### Material shown

────────────────────────────────────────

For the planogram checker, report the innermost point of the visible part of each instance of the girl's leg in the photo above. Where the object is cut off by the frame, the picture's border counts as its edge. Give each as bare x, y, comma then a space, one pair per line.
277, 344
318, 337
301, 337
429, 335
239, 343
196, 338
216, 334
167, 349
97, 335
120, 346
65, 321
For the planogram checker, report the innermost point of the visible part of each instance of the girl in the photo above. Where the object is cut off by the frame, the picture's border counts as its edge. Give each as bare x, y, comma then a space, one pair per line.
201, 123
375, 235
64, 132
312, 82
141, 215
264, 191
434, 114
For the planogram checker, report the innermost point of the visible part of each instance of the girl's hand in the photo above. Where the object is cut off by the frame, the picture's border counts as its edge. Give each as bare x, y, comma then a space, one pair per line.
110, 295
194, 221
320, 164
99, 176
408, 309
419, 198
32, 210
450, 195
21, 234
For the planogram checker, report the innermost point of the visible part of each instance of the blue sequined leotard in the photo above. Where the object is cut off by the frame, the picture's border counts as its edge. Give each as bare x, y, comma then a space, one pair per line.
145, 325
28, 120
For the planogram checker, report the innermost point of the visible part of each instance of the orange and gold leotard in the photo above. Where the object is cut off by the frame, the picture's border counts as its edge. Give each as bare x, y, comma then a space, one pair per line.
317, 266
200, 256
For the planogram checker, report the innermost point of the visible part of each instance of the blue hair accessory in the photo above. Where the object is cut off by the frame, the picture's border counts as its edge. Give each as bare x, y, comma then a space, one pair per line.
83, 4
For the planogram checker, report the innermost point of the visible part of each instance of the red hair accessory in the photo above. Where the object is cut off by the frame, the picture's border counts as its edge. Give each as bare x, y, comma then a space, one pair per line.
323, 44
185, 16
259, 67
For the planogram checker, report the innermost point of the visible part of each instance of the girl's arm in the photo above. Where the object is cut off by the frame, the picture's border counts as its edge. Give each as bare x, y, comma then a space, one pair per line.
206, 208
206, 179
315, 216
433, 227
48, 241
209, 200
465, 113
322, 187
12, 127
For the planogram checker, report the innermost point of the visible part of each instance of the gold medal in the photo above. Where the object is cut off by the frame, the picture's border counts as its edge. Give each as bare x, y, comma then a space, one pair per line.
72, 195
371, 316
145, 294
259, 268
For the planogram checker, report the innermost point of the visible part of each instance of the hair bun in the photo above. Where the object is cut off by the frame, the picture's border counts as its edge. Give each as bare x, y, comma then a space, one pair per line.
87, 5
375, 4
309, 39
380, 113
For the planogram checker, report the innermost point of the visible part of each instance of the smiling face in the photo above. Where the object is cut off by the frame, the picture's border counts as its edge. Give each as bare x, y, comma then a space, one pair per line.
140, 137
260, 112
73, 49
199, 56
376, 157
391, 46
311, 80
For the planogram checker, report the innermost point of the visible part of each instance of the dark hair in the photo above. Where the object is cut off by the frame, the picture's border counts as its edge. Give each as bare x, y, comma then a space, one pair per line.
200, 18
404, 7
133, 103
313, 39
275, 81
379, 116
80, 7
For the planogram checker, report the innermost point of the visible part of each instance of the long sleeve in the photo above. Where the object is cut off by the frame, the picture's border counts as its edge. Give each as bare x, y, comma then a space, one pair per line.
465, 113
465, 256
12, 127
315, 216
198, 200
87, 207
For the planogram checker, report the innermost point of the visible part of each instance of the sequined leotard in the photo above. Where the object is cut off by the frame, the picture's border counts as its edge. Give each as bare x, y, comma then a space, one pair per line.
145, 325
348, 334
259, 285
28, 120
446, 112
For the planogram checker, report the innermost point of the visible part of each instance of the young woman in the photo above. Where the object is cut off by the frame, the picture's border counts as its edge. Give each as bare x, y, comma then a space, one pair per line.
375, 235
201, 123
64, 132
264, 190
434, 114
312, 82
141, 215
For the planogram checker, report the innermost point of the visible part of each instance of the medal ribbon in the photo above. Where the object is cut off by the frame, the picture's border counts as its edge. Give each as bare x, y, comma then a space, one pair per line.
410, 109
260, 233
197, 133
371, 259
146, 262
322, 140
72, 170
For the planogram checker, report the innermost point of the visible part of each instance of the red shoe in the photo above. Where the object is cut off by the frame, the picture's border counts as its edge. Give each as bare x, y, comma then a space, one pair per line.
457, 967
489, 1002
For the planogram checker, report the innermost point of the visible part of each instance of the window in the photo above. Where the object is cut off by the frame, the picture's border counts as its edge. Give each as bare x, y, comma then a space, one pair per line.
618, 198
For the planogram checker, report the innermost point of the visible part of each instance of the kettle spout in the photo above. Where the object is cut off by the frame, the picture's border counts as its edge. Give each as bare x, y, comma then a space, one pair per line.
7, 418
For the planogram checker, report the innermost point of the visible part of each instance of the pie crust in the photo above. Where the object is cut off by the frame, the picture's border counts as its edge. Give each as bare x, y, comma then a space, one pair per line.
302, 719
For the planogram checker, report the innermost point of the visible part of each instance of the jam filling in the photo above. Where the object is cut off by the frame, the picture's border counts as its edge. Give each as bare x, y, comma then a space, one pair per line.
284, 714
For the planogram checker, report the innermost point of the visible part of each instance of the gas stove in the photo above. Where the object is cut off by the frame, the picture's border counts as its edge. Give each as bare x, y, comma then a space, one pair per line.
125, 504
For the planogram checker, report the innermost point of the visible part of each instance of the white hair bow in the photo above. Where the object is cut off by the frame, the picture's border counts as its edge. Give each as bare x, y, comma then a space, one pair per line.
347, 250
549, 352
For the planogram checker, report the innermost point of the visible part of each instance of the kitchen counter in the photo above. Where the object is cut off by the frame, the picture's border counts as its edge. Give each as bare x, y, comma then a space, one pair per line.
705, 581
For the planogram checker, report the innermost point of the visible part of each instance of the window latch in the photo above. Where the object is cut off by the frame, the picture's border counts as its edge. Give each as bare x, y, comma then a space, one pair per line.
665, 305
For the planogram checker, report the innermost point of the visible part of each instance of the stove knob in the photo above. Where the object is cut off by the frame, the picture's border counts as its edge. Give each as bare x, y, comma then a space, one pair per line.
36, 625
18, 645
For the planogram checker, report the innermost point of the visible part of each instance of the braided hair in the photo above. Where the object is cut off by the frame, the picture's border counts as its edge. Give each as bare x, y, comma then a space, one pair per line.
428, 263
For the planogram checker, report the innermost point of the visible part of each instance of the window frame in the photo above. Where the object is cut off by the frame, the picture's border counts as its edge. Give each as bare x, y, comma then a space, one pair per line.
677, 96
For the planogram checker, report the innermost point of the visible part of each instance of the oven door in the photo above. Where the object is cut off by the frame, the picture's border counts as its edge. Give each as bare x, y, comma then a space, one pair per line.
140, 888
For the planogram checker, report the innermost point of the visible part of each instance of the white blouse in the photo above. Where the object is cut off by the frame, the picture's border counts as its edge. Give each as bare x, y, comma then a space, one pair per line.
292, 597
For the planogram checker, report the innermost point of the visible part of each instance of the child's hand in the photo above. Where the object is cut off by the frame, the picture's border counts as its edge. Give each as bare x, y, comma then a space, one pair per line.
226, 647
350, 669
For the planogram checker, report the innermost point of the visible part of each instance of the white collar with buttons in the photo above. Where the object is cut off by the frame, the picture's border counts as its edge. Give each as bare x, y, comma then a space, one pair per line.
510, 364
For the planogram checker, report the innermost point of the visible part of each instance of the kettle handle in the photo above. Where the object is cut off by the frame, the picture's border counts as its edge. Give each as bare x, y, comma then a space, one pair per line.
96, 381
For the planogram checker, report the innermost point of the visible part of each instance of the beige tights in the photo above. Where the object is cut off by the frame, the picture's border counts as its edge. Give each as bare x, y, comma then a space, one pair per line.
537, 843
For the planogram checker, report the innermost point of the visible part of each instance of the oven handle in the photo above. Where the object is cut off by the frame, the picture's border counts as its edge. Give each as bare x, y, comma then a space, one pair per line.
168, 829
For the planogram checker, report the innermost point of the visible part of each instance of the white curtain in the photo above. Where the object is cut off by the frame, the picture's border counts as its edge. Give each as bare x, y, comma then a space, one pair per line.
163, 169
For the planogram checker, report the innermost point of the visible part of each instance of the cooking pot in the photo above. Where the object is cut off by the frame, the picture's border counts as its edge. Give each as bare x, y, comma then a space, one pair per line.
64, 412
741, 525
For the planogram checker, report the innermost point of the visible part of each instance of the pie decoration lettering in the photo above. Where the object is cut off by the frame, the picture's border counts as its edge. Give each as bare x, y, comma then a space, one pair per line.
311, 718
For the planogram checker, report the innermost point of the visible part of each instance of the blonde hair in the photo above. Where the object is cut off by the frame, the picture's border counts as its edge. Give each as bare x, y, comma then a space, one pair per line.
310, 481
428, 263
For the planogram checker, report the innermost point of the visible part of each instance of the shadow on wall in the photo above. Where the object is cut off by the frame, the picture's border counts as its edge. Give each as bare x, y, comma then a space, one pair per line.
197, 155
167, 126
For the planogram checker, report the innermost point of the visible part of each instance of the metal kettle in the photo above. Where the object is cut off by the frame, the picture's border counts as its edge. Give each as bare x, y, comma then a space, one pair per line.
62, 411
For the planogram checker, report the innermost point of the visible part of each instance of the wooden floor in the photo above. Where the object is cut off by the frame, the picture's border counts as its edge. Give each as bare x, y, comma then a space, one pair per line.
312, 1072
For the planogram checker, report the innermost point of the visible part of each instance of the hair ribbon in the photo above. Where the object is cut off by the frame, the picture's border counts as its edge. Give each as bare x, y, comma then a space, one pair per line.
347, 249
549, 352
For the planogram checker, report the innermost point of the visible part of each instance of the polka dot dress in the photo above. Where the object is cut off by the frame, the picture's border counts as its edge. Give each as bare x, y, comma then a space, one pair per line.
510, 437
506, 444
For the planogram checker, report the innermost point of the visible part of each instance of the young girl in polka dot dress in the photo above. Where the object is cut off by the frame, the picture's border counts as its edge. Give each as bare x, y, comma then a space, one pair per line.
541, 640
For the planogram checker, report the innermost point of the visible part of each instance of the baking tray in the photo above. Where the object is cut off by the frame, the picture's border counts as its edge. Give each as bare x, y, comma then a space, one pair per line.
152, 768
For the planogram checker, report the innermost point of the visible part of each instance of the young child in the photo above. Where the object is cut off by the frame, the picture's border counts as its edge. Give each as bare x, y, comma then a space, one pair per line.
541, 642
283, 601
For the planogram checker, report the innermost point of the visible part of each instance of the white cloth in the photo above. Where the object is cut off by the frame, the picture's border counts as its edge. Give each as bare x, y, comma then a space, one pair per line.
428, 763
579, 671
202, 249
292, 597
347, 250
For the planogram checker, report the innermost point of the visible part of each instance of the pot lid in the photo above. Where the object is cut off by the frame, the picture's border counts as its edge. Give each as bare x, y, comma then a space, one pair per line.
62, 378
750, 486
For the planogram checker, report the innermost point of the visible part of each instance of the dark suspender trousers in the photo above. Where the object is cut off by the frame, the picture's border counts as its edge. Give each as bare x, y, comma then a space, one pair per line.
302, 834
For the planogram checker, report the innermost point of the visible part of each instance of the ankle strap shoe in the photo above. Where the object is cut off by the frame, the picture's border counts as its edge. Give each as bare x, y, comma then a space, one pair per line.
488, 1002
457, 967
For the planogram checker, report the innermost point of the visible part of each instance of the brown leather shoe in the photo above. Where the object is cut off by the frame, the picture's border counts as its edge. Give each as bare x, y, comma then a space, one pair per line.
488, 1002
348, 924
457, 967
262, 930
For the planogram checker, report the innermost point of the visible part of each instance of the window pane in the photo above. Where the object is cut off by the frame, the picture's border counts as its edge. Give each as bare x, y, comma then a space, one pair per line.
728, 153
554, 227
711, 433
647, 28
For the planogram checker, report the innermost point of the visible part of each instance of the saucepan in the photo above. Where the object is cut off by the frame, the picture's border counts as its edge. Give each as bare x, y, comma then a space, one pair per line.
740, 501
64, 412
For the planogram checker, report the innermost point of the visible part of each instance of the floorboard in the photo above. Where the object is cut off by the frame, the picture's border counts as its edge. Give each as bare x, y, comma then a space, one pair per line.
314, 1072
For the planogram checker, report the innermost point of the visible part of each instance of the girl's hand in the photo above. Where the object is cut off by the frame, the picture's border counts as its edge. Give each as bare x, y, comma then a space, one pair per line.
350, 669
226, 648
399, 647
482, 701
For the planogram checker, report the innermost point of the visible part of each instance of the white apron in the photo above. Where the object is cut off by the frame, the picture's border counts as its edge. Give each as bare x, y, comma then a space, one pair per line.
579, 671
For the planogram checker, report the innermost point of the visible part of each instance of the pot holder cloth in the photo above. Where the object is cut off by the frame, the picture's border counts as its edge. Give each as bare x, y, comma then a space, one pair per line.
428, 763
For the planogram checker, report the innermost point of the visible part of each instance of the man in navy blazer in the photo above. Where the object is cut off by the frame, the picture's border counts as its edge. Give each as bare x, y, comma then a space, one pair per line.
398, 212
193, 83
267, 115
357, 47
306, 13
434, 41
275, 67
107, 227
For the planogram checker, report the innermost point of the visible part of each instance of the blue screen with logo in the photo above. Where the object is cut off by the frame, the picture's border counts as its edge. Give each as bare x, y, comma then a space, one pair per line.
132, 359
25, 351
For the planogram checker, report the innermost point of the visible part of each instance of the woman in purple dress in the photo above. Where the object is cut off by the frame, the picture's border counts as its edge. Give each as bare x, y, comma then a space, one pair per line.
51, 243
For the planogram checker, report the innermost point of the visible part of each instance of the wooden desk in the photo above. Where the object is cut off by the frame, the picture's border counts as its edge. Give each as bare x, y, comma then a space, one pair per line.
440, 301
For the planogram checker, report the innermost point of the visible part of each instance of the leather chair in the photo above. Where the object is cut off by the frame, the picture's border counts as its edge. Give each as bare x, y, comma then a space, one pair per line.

────────────────────────────────────────

### Aim
With the line containing "the pot holder" as the first and the last line of the records as the final one, print exactly the lines in that span.

### Expected output
For the planogram checker, report the innermost point of the visible part of each instance of the pot holder cloth in the photo above. Where the object is cut off by the frame, the picture's border counts as its edge. Give each as bare x, y, comma then a space, one pair per line.
428, 763
For the planogram checker, report the innermost point of the visible part of each instance of the man in navy blazer in the photo above. Where the object is cut off by the frame, the picture's border counts as its edge. Give each as bare x, y, comma then a space, one pair per line.
398, 212
193, 83
267, 115
357, 47
306, 13
434, 41
275, 67
107, 227
For the planogram checker, report the innermost point of the visible part of each instance of the blue screen with logo in the photo above. Where the object is cut off by the frame, the picture's border counts as its edge. Give each as bare x, y, comma then a space, one pair per line.
132, 359
25, 351
For the planogram checker, report the innermost point of the visible part of each instance of the woman in purple dress in the photo above. Where the object is cut off by the frame, the picture's border counts as its edge. Give each as bare x, y, comma then a space, one pair per line.
51, 243
For the planogram checker, report the innermost point of the visible part of each instance of the wooden desk in the photo above. Where the object is cut off by the frame, the picture's border counts as its edge. Give each as bare x, y, comma then a space, one pair per line.
440, 301
For the planogram checker, report the innermost point of the visible part of each instance of the leather chair in the photo above. Where the object is cut off by the frame, the picture's border counts as its edge. Give each as bare x, y, comma then a space, one pair per line.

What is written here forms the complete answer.